[Entries from a point annotation set]

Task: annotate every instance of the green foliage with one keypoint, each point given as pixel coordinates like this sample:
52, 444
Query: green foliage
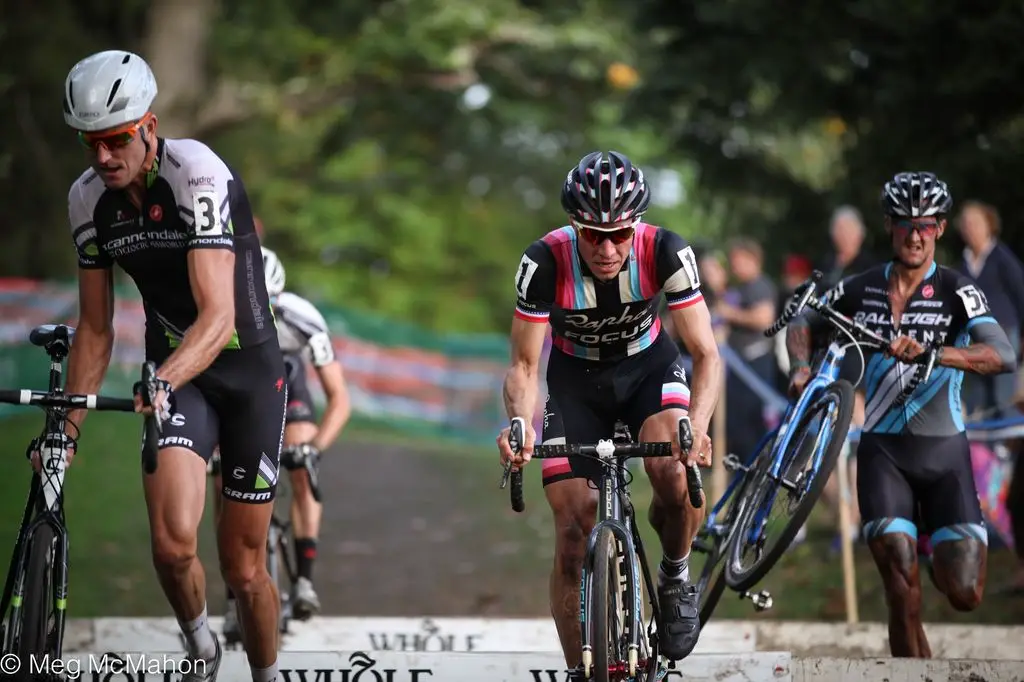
402, 154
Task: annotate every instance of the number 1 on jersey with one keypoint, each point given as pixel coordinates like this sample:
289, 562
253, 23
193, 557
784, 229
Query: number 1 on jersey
525, 272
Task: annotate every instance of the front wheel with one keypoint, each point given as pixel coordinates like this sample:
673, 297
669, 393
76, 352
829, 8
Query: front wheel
820, 432
38, 614
607, 615
714, 541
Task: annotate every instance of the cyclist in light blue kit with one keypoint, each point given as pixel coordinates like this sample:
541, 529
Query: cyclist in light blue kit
914, 461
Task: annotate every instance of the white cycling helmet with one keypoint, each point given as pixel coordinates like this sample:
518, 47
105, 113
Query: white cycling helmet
273, 271
107, 90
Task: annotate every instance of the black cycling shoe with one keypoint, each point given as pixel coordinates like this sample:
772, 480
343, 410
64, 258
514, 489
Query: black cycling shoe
680, 629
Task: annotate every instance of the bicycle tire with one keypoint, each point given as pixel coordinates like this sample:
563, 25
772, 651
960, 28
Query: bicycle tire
711, 585
604, 592
743, 579
34, 639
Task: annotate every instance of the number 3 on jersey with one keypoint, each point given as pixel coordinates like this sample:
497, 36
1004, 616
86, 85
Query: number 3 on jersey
525, 272
207, 208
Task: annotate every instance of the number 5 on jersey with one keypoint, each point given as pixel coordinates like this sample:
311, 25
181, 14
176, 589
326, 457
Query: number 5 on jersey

§ YOUR TASK: Write out the lines of the items word for word, starting at the line that contains "Task: annotate every instance of the number 5" and ending at the last line of the items.

§ OUTPUT FOR THIS EXERCISE:
Task: annotate every instance of the number 5 on jersey with one keypoint, each point given as pixel coordinates like this sample:
311, 25
181, 14
176, 589
326, 457
Query: number 5 on jersey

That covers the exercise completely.